START Provided passage

By Pritha Sarkar
LONDON (Reuters) - For a man whose career has been littered with bad injuries and bad luck being seeded 13th at Wimbledon at the ripe old age of 35 might have been the final straw.
Germany's Tommy Haas sees it differently.
"It's very special, 13 is my lucky number. It's the year 2013, seeded 13. Sometimes life works in mysterious ways," a grinning Haas, who plays Russian Dmitry Tursunov in the first round on Tuesday, told Reuters in an interview.
"Doesn't mean I'm going to do well but it's a good start to the tournament for me this way. Happy to be at Wimbledon at this stage of my career."
Lady luck was certainly smiling on Haas after the draw landed him in the easier half of the 128-man field away from Wimbledon big guns Roger Federer, Rafa Nadal and Andy Murray.
On the flip side Haas, who made his Wimbledon debut in 1997 when grand-slam winning compatriots Boris Becker and Michael Stich were still playing, could run into world number one Novak Djokovic in the last 16.
But with his career now well into borrowed time, Haas remained undaunted.
"If it comes to a fourth round match with Djokovic, I'll take that any day. I'm happy about it," said Haas, whose best performance at Wimbledon was a semi-final appearance in 2009 when he lost to Federer.
It is little wonder that he adopts a glass-half-full attitude after all the trials and tribulations he has endured during his 17-year career.
Haas has been poked and prodded by a surgeon's knife more times then he cares to remember.
Shoulders, elbows and hips have all needed medical attention at various times but that has not prevented the patched-up German playing some of his best tennis late in his career.
"I've missed a few years through injuries and maybe mentally that's why I'm not so fried yet," said Haas, who has enjoyed wins over Federer and Djokovic in the past year and captured titles on home soil in Halle (2012) and Munich.
"When I first became a professional in 1996, for me I thought that at age 30, 31 I'll be done with this sport. That was where the bar was set.
"That was the age where most of my idols growing up, like Boris and Michael Stich, stopped playing.
"Even Pete Sampras stopped at 32 after the U.S. Open. But then Andre Agassi, who was another idol of mine, became number one in the world at age 33 and still won slams in his 30s."
Agassi's success has certainly spurred on Haas, whose year-end ranking has yo-yoed from a career high two in 2002 to a mixture of 46-11-84-18-373 in the past decade to 13th this week.
He completed his collection of having reached at least the quarter-finals in all four majors at Roland Garros this month.
There was no shame in losing to Djokovic and, with each day he prolongs his career, Haas is thankful he is still competing with the best when it could have been all over 11 years ago.

END Provided passage
START Stored data

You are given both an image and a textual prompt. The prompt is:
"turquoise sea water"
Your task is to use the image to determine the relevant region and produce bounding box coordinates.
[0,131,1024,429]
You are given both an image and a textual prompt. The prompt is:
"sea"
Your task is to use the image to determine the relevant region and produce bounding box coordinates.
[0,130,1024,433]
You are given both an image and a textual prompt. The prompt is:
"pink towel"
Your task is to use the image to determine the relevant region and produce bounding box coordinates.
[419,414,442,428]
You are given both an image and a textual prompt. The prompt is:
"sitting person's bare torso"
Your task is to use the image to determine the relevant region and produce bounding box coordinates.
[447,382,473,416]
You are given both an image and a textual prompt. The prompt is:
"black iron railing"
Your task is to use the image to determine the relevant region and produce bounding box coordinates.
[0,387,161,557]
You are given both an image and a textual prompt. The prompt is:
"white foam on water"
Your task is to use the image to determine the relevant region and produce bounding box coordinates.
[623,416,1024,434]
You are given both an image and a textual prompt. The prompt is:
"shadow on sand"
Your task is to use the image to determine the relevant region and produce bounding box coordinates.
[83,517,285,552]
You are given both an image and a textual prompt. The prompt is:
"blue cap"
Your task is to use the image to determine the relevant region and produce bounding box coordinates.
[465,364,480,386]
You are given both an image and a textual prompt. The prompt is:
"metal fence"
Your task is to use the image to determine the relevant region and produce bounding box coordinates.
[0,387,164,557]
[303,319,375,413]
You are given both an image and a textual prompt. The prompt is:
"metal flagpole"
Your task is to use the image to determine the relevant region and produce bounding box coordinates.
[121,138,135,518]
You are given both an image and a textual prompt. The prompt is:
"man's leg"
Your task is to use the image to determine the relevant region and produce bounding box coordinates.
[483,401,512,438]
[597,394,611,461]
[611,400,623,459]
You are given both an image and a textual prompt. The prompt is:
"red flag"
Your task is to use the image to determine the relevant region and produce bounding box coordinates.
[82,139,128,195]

END Stored data

## Things to do
1 > Please rewrite the Tommy Haas article from "Shoulders, elbows and" to "in his career.", changing "medical attention" to "surgery".
2 > According to the Tommy Haas article, in what year did Haas reach the Wimbledon semi-finals, and who beat him there?
3 > Extend the Tommy Haas article past its final sentence.

## Answer section
1 >
Shoulders, elbows and hips have all needed surgery at various times but that has not prevented the patched-up German playing some of his best tennis late in his career.

2 > 2009, when he lost to Federer.

3 >
"At the start of 2002 I started to feel something weird in my shoulder... and for a few days I could not serve any balls. It would then disappear and then come back after four, five weeks and I kept thinking, ‘What is going on?'," Haas said as he peered out beneath a blue baseball cap.
"My shoulder was killing me, then my parents had a bad motor cycle accident that didn't allow me to play (for a while)... Finished the year with a lot of pain, then I had the two shoulder surgeries and I was gone for 15 months.
"I felt I was at my prime, aged 23, playing my best tennis so that was tough to accept at that time. I knew I was going to come back, just did not know how, or when or how long it would take me."
The dates with surgeons did not stop in his 20s and he admitted his most recent hospital visit started sowing seeds of doubt about whether he would ever walk out again as a competitor in the biggest tennis arenas of the world.
"With the recent hip surgery, I was 32... I didn't know if I was going to come back after the hip surgery," said Haas, who credits the birth of his daughter Valentina in 2010 for giving him a new lease of life on the tennis courts.
"You never really quite know whether you're going to come back with your body in crutches, and slings...
"Now I enjoy it more because I am more satisfied in my life, I have a daughter, a fiancé and am very secure with where I want to go. I'm still happy to be playing this great sport but I know it's going to be over probably sooner rather than later so I try to enjoy it more."
His fiancée, actress Sara Foster has told him to enjoy what he called "riding the last wave of my career" and after that he will be happy to embrace the joys of being a house-husband and putting in all the baby-sitting shifts needed.
But if Valentina Haas thinks a trip on the iconic London Underground may be in the offing once daddy's done playing tennis, she may not get her wish.
"I went on it two years ago. You do it once and then you don't need it again," he said.